Excerpted records Block Start

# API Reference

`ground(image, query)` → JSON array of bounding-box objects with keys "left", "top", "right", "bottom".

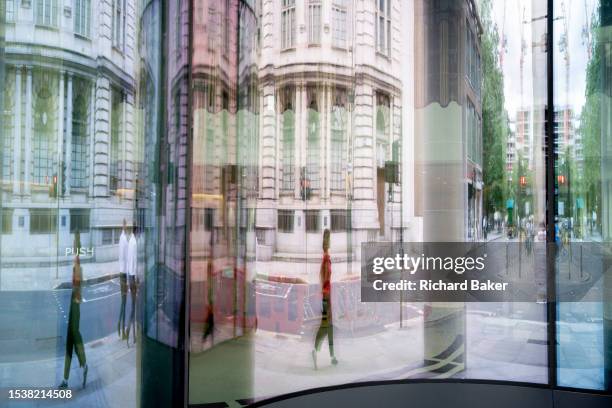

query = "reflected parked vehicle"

[{"left": 254, "top": 275, "right": 385, "bottom": 337}]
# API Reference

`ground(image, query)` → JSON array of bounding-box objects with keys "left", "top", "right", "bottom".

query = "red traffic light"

[{"left": 557, "top": 175, "right": 565, "bottom": 185}]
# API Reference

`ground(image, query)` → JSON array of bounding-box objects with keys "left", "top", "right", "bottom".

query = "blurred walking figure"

[
  {"left": 118, "top": 219, "right": 129, "bottom": 339},
  {"left": 125, "top": 224, "right": 138, "bottom": 346},
  {"left": 312, "top": 229, "right": 338, "bottom": 369},
  {"left": 60, "top": 230, "right": 88, "bottom": 389}
]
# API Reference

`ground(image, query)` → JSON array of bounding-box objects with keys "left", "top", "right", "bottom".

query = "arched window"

[
  {"left": 71, "top": 78, "right": 90, "bottom": 189},
  {"left": 33, "top": 71, "right": 57, "bottom": 185}
]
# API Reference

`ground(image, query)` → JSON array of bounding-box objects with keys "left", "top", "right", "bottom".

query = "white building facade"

Excerpted records Block End

What you have to do: Once the pictures are set aside, please output all the data word for word.

Answer to this exercise:
# API Reference

`ground(image, query)` → JSON array of bounding-box objects with keys "left", "top", "right", "bottom".


query = "reflected parked vehicle"

[{"left": 254, "top": 275, "right": 385, "bottom": 337}]
# API Reference

`ground(image, query)` → JSON array of bounding-box objects with keys "left", "top", "right", "bottom".

query = "red traffic light"

[{"left": 557, "top": 175, "right": 565, "bottom": 185}]
# API Reference

`ground(image, query)` → JSON array of bounding-box objects with keys "left", "top", "right", "bottom".

query = "blurred walking figure"

[
  {"left": 118, "top": 219, "right": 129, "bottom": 339},
  {"left": 125, "top": 224, "right": 138, "bottom": 346},
  {"left": 312, "top": 229, "right": 338, "bottom": 369},
  {"left": 60, "top": 230, "right": 88, "bottom": 389}
]
# API Reference

`ground(image, query)` → JSON array of bounding-box objects with keys "left", "top", "right", "bottom".

query = "arched window"

[
  {"left": 71, "top": 78, "right": 90, "bottom": 189},
  {"left": 33, "top": 71, "right": 57, "bottom": 185}
]
# API Reference

`ground(image, query)` → JSON array of bounding-box objects with keys "left", "top", "right", "bottom".

query = "white building facade"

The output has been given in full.